## Instructions to follow
Wherever the string "shrub" appears in the records, return the line that holds it.

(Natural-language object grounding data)
-.-.-

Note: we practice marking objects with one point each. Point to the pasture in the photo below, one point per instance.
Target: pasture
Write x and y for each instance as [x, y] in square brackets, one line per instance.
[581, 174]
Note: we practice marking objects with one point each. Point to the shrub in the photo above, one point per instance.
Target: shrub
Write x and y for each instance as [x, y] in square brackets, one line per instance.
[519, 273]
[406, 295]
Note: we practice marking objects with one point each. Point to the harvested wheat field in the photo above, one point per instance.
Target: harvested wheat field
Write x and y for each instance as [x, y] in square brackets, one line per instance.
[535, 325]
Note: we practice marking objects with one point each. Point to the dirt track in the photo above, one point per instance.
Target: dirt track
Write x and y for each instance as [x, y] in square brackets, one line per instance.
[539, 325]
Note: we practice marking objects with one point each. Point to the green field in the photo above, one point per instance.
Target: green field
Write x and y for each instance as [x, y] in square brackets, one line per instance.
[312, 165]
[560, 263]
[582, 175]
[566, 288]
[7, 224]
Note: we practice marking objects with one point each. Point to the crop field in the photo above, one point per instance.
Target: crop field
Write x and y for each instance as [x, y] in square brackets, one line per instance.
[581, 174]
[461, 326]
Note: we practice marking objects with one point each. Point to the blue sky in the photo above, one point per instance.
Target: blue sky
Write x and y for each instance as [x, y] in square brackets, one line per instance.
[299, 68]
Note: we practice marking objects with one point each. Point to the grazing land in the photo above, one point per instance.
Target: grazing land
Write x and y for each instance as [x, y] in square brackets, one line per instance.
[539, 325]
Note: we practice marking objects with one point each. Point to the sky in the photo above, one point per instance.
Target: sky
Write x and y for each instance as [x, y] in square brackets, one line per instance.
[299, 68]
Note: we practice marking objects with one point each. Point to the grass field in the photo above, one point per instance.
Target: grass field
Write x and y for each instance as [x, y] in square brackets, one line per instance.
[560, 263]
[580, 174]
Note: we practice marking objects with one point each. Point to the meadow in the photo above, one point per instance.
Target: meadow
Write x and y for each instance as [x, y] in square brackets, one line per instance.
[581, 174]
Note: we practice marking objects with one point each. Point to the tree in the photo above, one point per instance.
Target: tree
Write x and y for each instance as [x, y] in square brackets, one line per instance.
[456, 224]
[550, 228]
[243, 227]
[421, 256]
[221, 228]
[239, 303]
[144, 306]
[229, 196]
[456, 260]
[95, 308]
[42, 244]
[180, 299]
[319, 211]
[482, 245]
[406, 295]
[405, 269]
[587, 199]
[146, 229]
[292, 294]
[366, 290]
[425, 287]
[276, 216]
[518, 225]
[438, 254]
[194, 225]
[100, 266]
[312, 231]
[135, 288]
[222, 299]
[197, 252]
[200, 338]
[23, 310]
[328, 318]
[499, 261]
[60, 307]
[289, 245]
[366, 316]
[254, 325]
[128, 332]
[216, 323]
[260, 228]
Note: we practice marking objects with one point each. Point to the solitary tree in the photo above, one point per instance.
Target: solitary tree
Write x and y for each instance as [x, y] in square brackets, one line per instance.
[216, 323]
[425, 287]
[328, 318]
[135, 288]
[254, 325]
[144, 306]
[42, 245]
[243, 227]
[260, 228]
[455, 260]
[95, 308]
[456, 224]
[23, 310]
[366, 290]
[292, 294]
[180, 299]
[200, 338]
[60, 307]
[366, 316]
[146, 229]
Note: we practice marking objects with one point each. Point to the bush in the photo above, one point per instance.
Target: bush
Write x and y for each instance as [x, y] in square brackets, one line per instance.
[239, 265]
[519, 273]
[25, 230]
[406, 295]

-.-.-

## Response box
Note: we practice marking objects with one point each. Point to the shrub in the photo above, one point per instance.
Target: shrub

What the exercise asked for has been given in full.